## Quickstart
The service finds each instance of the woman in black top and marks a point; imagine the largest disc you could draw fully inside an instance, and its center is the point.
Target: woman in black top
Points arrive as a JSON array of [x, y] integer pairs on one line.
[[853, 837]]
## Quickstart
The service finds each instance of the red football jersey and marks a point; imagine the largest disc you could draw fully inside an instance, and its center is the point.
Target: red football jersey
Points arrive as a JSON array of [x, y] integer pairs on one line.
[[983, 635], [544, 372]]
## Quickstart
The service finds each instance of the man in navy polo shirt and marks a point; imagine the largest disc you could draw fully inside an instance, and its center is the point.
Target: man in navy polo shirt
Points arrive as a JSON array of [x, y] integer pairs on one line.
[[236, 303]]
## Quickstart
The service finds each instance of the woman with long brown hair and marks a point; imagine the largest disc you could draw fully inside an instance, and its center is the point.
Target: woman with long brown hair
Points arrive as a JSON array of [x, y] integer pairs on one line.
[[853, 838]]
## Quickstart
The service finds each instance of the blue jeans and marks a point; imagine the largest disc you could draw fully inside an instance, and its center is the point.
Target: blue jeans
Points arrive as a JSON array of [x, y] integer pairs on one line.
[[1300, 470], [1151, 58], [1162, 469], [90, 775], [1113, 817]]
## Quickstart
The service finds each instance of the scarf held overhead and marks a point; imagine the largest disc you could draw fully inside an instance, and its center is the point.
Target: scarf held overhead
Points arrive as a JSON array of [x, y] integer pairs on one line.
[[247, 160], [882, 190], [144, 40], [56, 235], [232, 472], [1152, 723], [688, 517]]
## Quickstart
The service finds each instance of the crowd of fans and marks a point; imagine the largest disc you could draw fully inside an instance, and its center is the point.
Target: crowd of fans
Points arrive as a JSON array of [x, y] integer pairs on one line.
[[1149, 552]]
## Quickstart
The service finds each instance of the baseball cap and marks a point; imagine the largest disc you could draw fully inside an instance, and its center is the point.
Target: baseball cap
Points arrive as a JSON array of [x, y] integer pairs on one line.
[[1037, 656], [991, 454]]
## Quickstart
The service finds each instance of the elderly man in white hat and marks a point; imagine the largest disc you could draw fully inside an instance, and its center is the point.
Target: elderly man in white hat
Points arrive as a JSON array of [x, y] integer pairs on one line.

(WHAT IS BEING ASKED)
Word for word, copy out the records.

(RESULT BELOW)
## Quickstart
The service finds each instance of the woman in black top and marks a point; imagine the largest disc you could draw fully inside an instance, and its center is the point.
Target: woman in black top
Points arrive as a JSON array of [x, y] integer pairs on one line.
[[853, 837]]
## Quickstart
The service finds each instance of the red football jersey and marks a point; imagine the largest disc you could draw fully inside an instance, and its center is the point.
Target: red football jersey
Points arrive as a JSON array of [x, y] integer pairs on one line.
[[983, 635], [544, 372]]
## Quickstart
The service finds each instance of the man in navy polo shirt and marks a point; imagine the largest disc you could draw fully inside an instance, and its center is the point.
Target: man in navy polo shirt
Points arrive as a JSON array of [x, y] integer pairs on one line.
[[236, 303]]
## Quickstart
The service finds each instance of the woman with long brown hair and marks a point; imagine the largest disc you could draw fully inside an instance, and its center is the point.
Target: woman with long brown hair
Points arrive as a JSON array of [x, y] integer pairs on one line.
[[853, 838]]
## Quickstart
The service finds each instance of the blue jeans and marks a point; imagine the largest disc you could draw fully inside an instance, and its center is the point.
Target: blue jeans
Points arrive as a JSON array of [x, y] integer pairs on one line.
[[1300, 470], [1151, 58], [1162, 469], [90, 775], [1113, 817]]
## Quickstart
The service finds each instance of the scarf held overhead and marks a point; imagine the largest disc you could draw fully inside an instance, and its center is the point.
Target: scarf held overhead
Points arrive as a JSON array of [x, y] integer pairs on one line.
[[247, 160], [882, 190], [144, 40], [56, 235], [232, 472], [1152, 723], [688, 517]]
## Quickstart
The service finds each instance of the crowd of fans and marks a point; imagine the largest disc you could draw fully inside an instance, and its center is the point.
Target: crowd of fans
Points arrive as a JSON array of [x, y] integer pairs on one line.
[[1149, 552]]
## Quickstart
The service finds each instance of the baseball cap and marks a point; imagine the largest disc you could draw fully inside an instance, and its center is the point.
Target: baseball cap
Points arrive as a JSON array of [x, y] integer pairs on one line.
[[1037, 656], [991, 454]]
## Quickstart
The service finds each instance of the elderly man in white hat and marks a point; imagine the largest disc you could draw fully inside an instance, and its center is the point.
Target: elderly man in white hat
Points arrive as a JSON array of [x, y] integer pairs on one line.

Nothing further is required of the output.